* _Work instructions_
Please copy every line of the items below in the stretch from the line that contains "Where can you see the gray" through the line that contains "(1003, 497)", offsetting each coordinate by -150 and leaving all other text unchanged.

* _Records provided_
————————
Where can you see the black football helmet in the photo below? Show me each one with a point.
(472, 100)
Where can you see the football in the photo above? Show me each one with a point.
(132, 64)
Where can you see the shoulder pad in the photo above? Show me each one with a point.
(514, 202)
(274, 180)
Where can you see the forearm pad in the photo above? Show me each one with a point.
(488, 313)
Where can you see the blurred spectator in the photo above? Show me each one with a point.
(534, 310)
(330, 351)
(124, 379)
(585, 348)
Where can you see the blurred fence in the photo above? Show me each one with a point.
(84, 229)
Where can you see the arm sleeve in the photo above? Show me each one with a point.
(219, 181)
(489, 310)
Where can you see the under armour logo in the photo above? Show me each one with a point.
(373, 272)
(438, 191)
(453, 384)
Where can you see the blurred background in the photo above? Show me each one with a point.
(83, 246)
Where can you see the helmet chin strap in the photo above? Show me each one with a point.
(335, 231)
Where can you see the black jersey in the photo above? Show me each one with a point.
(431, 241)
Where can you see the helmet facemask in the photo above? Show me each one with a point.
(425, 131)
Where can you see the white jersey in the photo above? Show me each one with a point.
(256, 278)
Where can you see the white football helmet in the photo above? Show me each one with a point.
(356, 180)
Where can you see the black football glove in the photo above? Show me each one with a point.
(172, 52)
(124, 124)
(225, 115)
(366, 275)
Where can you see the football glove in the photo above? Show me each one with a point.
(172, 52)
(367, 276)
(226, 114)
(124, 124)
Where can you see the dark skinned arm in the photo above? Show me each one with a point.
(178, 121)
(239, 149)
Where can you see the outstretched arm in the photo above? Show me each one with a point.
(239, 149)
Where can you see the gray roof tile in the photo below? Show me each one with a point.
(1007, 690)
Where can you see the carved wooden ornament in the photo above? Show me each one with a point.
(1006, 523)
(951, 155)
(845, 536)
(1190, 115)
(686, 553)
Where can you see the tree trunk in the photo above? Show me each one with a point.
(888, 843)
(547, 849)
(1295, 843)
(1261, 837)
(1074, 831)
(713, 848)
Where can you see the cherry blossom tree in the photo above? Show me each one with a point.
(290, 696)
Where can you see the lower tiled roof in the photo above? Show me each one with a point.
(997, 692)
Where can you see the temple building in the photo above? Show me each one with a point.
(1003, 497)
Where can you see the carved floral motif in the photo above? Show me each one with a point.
————————
* _Answer for this exercise_
Where can you see the gray roof tile in the photo below? Show me each one with a point.
(857, 540)
Where can you see the carved wooden ornament in the photo above? Show me each one with a point.
(856, 373)
(801, 5)
(695, 386)
(1040, -35)
(536, 403)
Where can you see the tree trunk in the photo above? Show me each one with a point.
(738, 693)
(397, 699)
(1145, 693)
(1111, 687)
(924, 681)
(563, 698)
Where can you see the cherry blossom tree in the photo above? Show me each one with a point.
(140, 546)
Where can you see the lower tiled roof in the photo above? Show me each one with a point.
(847, 542)
Where can you see the temple building in the photo above? Show me each one with a point.
(853, 347)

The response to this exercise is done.